(The data)
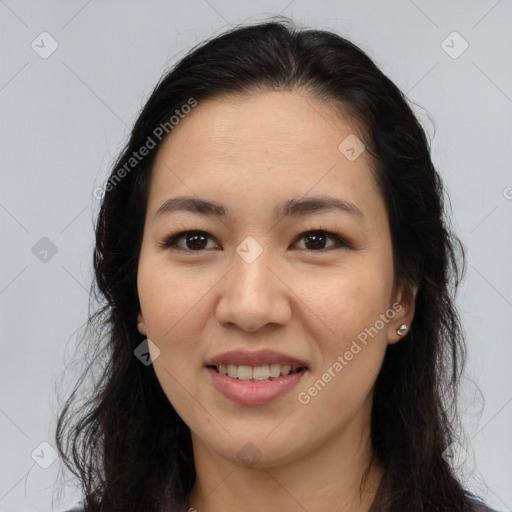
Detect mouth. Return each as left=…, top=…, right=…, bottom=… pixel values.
left=207, top=364, right=307, bottom=382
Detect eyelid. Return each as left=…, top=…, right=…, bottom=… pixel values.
left=158, top=227, right=352, bottom=254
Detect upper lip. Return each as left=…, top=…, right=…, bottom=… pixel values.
left=206, top=350, right=307, bottom=368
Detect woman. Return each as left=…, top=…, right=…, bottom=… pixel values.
left=56, top=20, right=500, bottom=512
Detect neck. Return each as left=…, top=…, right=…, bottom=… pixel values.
left=189, top=396, right=383, bottom=512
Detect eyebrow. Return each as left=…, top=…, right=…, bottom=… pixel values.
left=153, top=196, right=364, bottom=220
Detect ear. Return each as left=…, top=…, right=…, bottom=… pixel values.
left=137, top=312, right=147, bottom=336
left=387, top=286, right=418, bottom=345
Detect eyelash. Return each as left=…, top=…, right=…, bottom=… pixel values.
left=158, top=228, right=351, bottom=253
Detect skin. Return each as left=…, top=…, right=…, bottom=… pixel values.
left=138, top=91, right=415, bottom=512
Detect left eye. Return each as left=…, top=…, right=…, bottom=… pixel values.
left=160, top=230, right=348, bottom=252
left=295, top=230, right=347, bottom=251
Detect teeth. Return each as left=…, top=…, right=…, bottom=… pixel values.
left=217, top=364, right=300, bottom=380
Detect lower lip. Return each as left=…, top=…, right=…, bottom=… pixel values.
left=206, top=367, right=306, bottom=405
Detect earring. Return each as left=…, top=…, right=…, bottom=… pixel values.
left=396, top=324, right=407, bottom=336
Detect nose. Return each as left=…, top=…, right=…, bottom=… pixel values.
left=216, top=244, right=292, bottom=332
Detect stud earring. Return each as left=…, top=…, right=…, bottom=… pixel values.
left=396, top=324, right=407, bottom=336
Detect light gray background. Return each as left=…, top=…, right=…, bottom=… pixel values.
left=0, top=0, right=512, bottom=512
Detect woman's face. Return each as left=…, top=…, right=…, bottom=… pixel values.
left=138, top=91, right=413, bottom=467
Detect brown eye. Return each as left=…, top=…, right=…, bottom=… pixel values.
left=160, top=231, right=218, bottom=251
left=296, top=230, right=348, bottom=251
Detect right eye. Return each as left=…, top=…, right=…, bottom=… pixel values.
left=159, top=230, right=219, bottom=252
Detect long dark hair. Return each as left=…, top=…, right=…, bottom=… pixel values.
left=56, top=18, right=488, bottom=512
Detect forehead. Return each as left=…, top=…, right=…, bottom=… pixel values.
left=148, top=91, right=383, bottom=228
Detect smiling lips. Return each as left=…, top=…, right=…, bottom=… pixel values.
left=206, top=350, right=308, bottom=405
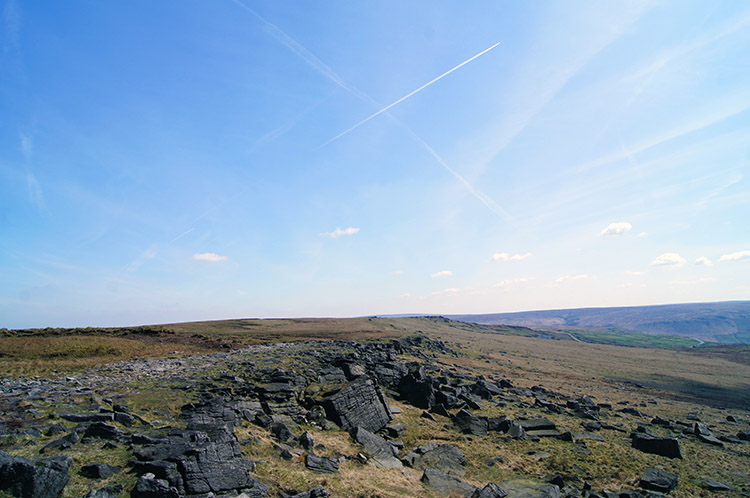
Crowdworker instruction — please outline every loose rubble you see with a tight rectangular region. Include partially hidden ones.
[0,336,750,498]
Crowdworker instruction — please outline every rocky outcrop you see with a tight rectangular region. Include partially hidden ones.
[631,427,682,458]
[0,450,73,498]
[320,379,393,432]
[638,469,677,493]
[421,469,477,496]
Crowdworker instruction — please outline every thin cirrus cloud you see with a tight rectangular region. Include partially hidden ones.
[193,252,229,263]
[555,274,589,284]
[492,252,531,261]
[719,251,750,262]
[599,221,633,235]
[321,227,359,239]
[430,270,453,278]
[651,252,687,267]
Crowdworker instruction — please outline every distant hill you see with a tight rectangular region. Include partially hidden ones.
[447,301,750,344]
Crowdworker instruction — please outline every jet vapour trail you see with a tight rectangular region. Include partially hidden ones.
[228,0,514,221]
[318,42,500,149]
[400,123,515,221]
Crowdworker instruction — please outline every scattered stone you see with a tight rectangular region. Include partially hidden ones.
[410,443,466,477]
[703,481,732,491]
[305,453,339,474]
[471,482,508,498]
[453,409,488,436]
[351,427,404,469]
[631,429,682,459]
[638,468,677,493]
[421,469,477,497]
[79,463,122,479]
[500,478,562,498]
[130,473,181,498]
[321,379,393,432]
[39,431,81,453]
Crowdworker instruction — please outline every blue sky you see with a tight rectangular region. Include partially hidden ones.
[0,0,750,328]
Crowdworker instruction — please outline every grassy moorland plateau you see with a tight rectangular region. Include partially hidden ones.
[0,310,750,498]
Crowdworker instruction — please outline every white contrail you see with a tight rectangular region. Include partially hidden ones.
[318,42,500,148]
[229,0,514,221]
[406,124,515,221]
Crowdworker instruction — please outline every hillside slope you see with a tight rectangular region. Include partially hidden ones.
[449,301,750,344]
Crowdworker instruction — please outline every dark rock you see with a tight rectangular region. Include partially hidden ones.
[631,431,682,458]
[115,412,135,427]
[83,489,117,498]
[39,431,81,453]
[397,366,435,410]
[297,431,315,451]
[284,486,329,498]
[321,379,393,432]
[271,422,294,443]
[453,410,488,436]
[508,422,527,440]
[518,418,557,433]
[421,469,477,496]
[57,412,115,423]
[410,443,466,477]
[638,468,677,493]
[487,417,513,432]
[44,424,68,436]
[500,478,562,498]
[0,450,73,498]
[79,463,122,479]
[351,427,403,469]
[130,473,180,498]
[703,481,732,491]
[305,453,339,474]
[83,422,126,441]
[471,482,508,498]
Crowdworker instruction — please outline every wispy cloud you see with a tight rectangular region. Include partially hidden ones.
[651,252,687,267]
[400,126,514,221]
[320,227,359,239]
[555,273,590,284]
[320,42,500,147]
[3,0,23,52]
[719,251,750,262]
[669,277,719,285]
[430,270,453,278]
[430,287,461,296]
[599,221,633,235]
[193,252,229,263]
[492,252,531,261]
[120,247,157,273]
[26,172,45,211]
[232,0,513,220]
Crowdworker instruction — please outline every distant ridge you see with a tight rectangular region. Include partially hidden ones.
[446,301,750,344]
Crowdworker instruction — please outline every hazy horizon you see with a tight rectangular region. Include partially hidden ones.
[0,0,750,328]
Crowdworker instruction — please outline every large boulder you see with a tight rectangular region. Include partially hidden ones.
[631,429,682,458]
[133,425,268,497]
[453,409,488,436]
[500,478,562,498]
[305,453,339,474]
[351,427,403,469]
[421,469,477,497]
[320,378,393,432]
[471,482,508,498]
[638,469,677,493]
[410,443,466,477]
[0,450,73,498]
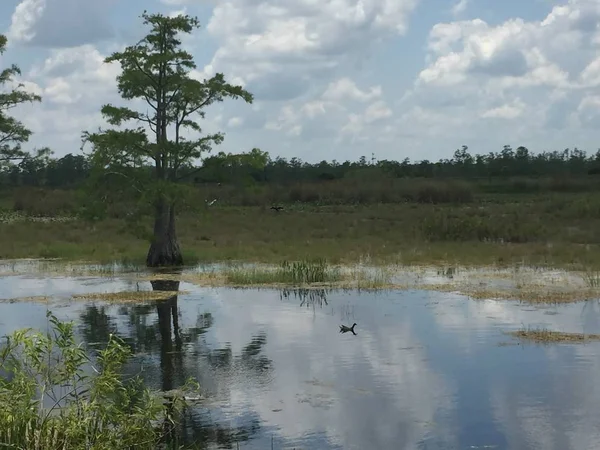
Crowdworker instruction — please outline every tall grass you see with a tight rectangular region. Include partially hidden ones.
[0,313,198,450]
[225,259,342,285]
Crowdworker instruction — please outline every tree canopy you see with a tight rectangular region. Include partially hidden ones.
[83,12,252,266]
[0,34,50,167]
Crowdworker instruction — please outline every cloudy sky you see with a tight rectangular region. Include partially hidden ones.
[0,0,600,161]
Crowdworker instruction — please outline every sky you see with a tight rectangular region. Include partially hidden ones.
[0,0,600,162]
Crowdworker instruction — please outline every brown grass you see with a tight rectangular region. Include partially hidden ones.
[72,291,188,303]
[0,200,600,268]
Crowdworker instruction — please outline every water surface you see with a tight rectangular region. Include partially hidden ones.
[0,274,600,450]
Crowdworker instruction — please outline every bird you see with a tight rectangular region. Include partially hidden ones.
[340,323,356,335]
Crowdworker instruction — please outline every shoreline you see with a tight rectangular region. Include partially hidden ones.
[0,258,600,304]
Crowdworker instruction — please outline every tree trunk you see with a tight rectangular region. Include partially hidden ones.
[146,199,183,267]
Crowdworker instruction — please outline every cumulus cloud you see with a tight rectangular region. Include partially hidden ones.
[452,0,469,16]
[392,0,600,153]
[200,0,417,99]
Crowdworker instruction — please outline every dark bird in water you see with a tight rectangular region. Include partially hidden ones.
[340,323,356,335]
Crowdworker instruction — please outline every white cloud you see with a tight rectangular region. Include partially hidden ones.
[0,0,600,160]
[452,0,469,16]
[205,0,417,96]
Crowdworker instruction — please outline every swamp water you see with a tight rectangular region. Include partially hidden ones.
[0,264,600,450]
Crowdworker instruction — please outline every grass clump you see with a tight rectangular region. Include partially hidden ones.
[0,313,198,450]
[508,328,600,344]
[72,291,187,303]
[225,259,342,285]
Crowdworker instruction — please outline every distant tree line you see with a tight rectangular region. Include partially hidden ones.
[0,145,600,188]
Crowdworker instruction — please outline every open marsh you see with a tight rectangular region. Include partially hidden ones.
[0,262,600,450]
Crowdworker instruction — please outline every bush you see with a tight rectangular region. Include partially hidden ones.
[0,313,198,450]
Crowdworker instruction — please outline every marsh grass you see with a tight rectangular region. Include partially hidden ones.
[0,313,202,450]
[223,259,342,285]
[507,328,600,344]
[72,291,188,304]
[582,270,600,288]
[0,194,600,270]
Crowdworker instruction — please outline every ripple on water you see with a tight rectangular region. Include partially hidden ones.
[0,275,600,449]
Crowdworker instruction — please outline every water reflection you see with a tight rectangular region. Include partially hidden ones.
[0,274,600,450]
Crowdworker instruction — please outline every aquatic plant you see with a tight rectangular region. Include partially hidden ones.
[0,312,198,450]
[225,259,342,285]
[508,327,600,344]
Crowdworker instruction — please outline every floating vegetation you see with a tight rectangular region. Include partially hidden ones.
[507,328,600,344]
[72,291,188,303]
[0,259,600,304]
[224,259,343,285]
[0,295,52,303]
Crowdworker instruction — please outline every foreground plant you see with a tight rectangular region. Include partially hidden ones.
[0,313,197,450]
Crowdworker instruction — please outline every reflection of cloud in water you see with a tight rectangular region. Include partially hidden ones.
[490,345,600,450]
[203,290,450,448]
[0,277,600,450]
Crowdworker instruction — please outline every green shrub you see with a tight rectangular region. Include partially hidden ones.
[0,313,198,450]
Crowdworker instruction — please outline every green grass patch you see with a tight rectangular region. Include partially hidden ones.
[507,328,600,344]
[224,259,342,285]
[0,313,199,450]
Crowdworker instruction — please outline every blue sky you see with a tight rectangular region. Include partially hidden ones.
[0,0,600,161]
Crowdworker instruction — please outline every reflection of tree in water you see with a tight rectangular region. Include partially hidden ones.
[80,280,272,448]
[279,288,328,308]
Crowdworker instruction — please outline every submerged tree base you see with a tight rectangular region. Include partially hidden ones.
[146,241,183,267]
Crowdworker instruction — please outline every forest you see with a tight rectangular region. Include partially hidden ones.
[0,145,600,190]
[0,13,600,267]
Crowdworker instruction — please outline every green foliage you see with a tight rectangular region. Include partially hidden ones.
[0,35,47,167]
[225,259,342,285]
[83,12,252,207]
[418,210,546,243]
[0,313,196,450]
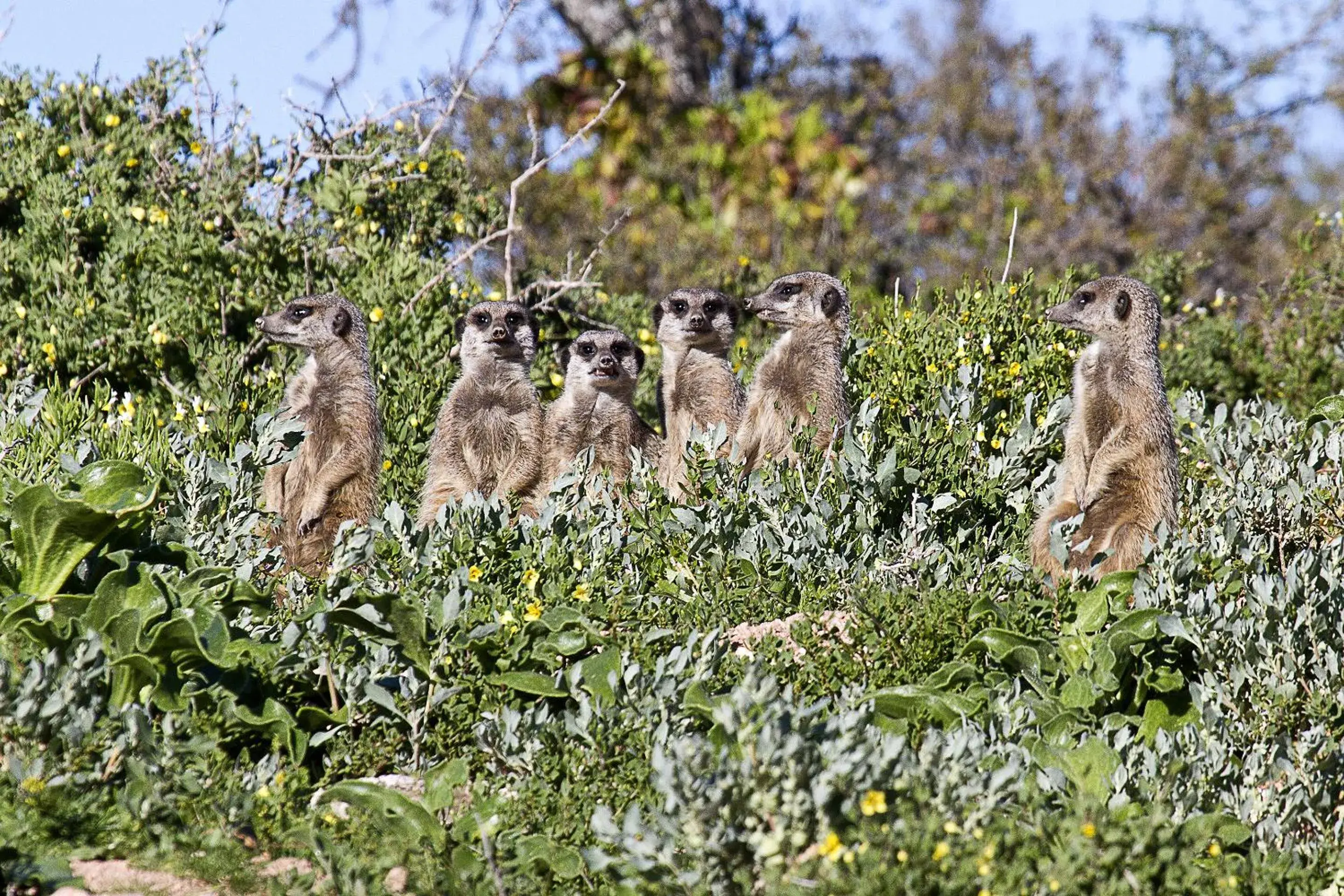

(Work required)
Please echo every line from the start of the items through the line containing "left=158, top=227, right=352, bottom=254", with both of those lines included. Leave the pictures out of your answer.

(Reply to the task)
Detect mouth. Return each as left=…, top=…, right=…, bottom=… pixel values.
left=207, top=364, right=307, bottom=382
Detect eyelid. Return each as left=…, top=…, right=…, bottom=… pixel values.
left=158, top=227, right=352, bottom=254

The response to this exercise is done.